The request: Rewrite all of the rows below, replacing "Mark every instance of" with "Locate all" and leaving everything else unchanged. Omit the pictures from your answer.

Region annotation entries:
——————

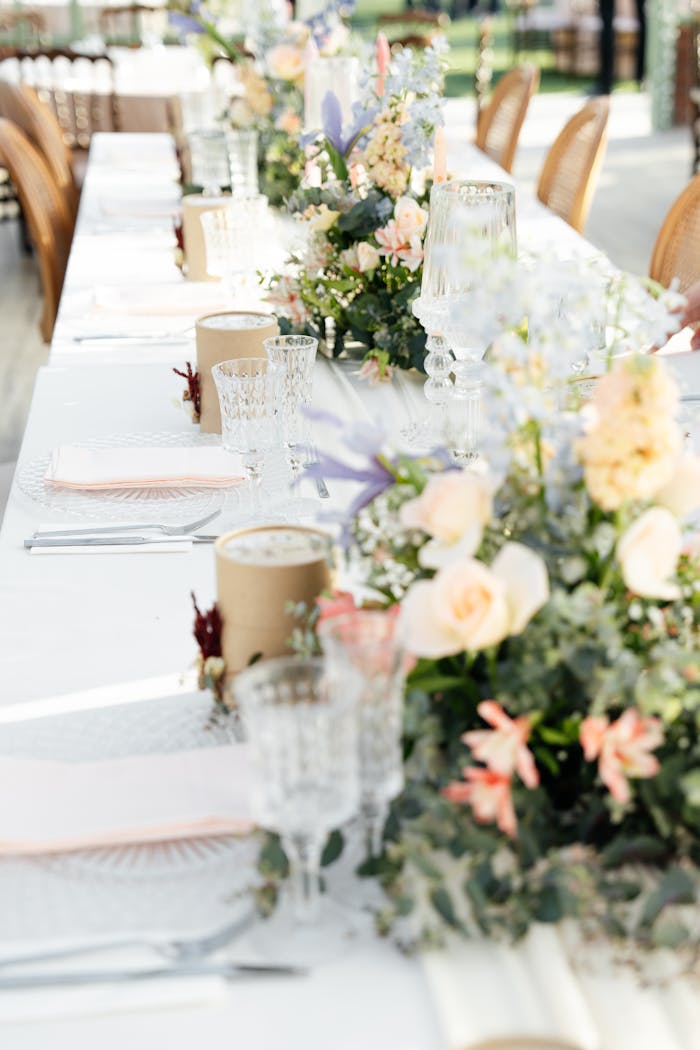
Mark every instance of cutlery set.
[0,911,305,991]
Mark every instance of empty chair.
[2,47,120,150]
[537,96,610,233]
[98,3,168,47]
[0,80,79,217]
[0,117,71,342]
[476,65,539,171]
[649,175,700,292]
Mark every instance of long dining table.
[0,122,700,1050]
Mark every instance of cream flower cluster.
[401,470,549,658]
[578,355,682,510]
[362,109,410,197]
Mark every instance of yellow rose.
[616,507,682,601]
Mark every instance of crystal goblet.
[318,609,406,857]
[225,128,259,197]
[262,335,318,506]
[200,194,269,309]
[212,357,282,516]
[438,180,515,461]
[234,657,359,924]
[187,128,229,196]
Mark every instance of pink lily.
[443,765,517,838]
[462,700,539,788]
[578,708,663,803]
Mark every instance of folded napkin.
[94,280,227,318]
[424,926,600,1050]
[44,445,245,489]
[0,744,252,856]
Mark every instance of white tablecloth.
[0,129,700,1050]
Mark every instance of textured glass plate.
[17,432,236,525]
[0,687,259,942]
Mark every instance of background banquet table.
[0,127,700,1050]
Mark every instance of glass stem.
[362,798,389,858]
[282,834,321,922]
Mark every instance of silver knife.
[24,534,218,550]
[0,963,307,991]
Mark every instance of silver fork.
[0,910,256,969]
[34,510,221,540]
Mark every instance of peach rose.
[266,44,304,81]
[400,470,493,569]
[402,543,549,658]
[616,507,682,602]
[357,240,382,273]
[394,196,428,240]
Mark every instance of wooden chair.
[649,175,700,292]
[0,7,46,56]
[537,96,610,233]
[98,3,168,47]
[6,47,120,150]
[377,7,450,48]
[0,80,80,219]
[476,65,539,171]
[0,118,71,342]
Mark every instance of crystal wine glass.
[262,335,318,506]
[212,357,282,516]
[438,180,515,461]
[318,609,406,857]
[407,184,459,443]
[225,128,259,197]
[234,657,359,924]
[187,128,229,196]
[200,194,269,309]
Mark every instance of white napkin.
[45,445,243,489]
[94,280,227,318]
[0,744,252,856]
[424,926,600,1050]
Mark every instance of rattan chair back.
[476,65,539,171]
[0,118,71,342]
[0,80,79,216]
[649,175,700,292]
[537,96,610,233]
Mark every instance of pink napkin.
[0,744,252,856]
[45,445,245,489]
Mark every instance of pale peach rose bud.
[357,240,381,273]
[394,196,428,240]
[616,507,682,602]
[654,453,700,518]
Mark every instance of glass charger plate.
[17,432,235,525]
[0,684,259,941]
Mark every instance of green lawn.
[352,0,633,97]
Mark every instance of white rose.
[616,507,682,601]
[394,197,428,240]
[400,470,492,569]
[654,453,700,518]
[401,544,549,658]
[309,204,340,233]
[357,240,381,273]
[491,543,549,634]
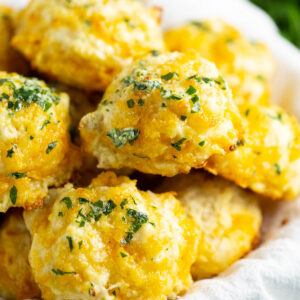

——————

Solution below:
Locate all cutlery set.
[0,911,305,991]
Locate all empty chair.
[2,47,120,150]
[537,96,610,233]
[98,3,168,47]
[0,80,79,217]
[0,117,71,342]
[476,65,539,171]
[649,175,700,292]
Locate all long dining table.
[0,122,700,1050]
Locate all cream flower cluster.
[401,470,549,658]
[578,355,682,510]
[362,109,410,197]
Locate all yellow rose.
[616,507,682,601]
Locate all crystal goblet.
[318,609,406,857]
[225,128,259,197]
[262,335,318,506]
[200,194,269,309]
[212,357,282,516]
[438,180,515,461]
[234,657,359,924]
[187,128,229,196]
Locate all pink lily.
[443,765,517,838]
[462,700,539,788]
[578,708,663,803]
Locate all folded napkin.
[94,280,227,318]
[424,926,600,1050]
[44,445,245,489]
[0,744,252,856]
Locate all white tablecloth.
[0,129,700,1050]
Locate all textured glass plate.
[17,432,236,525]
[0,687,259,942]
Locate all background banquet table.
[0,127,700,1050]
Locate all glass stem.
[362,798,389,858]
[282,834,321,922]
Locate all silver knife.
[24,534,218,550]
[0,963,307,991]
Locate all silver fork.
[0,910,256,969]
[34,510,221,540]
Locate all peach rose.
[266,44,304,81]
[400,470,493,569]
[402,543,549,658]
[616,507,682,602]
[357,240,382,273]
[394,196,428,240]
Locate all wooden chair.
[649,175,700,292]
[0,7,46,56]
[537,96,610,233]
[98,3,168,47]
[6,47,120,150]
[377,7,450,48]
[0,80,80,219]
[476,65,539,171]
[0,118,71,342]
Locate all crystal wine glass.
[262,335,318,506]
[212,357,282,516]
[438,180,515,461]
[318,609,406,857]
[407,184,459,443]
[225,128,259,197]
[234,657,359,924]
[187,128,229,196]
[200,194,269,309]
Locate all white napkin.
[45,445,243,489]
[94,280,227,318]
[0,744,252,856]
[424,926,600,1050]
Locate all rattan chair back.
[476,65,539,171]
[0,118,71,342]
[0,80,79,216]
[649,175,700,292]
[537,96,610,233]
Locate all pink napkin.
[0,744,252,856]
[45,445,245,489]
Locate all pale peach rose bud.
[357,240,381,273]
[394,196,428,240]
[616,507,682,602]
[654,453,700,518]
Locate all glass charger plate.
[17,432,235,525]
[0,684,259,941]
Locate all green lawn.
[352,0,633,97]
Locate all white rose.
[616,507,682,601]
[394,197,428,240]
[400,470,492,569]
[654,453,700,518]
[401,544,549,658]
[309,204,340,233]
[357,240,381,273]
[491,543,549,634]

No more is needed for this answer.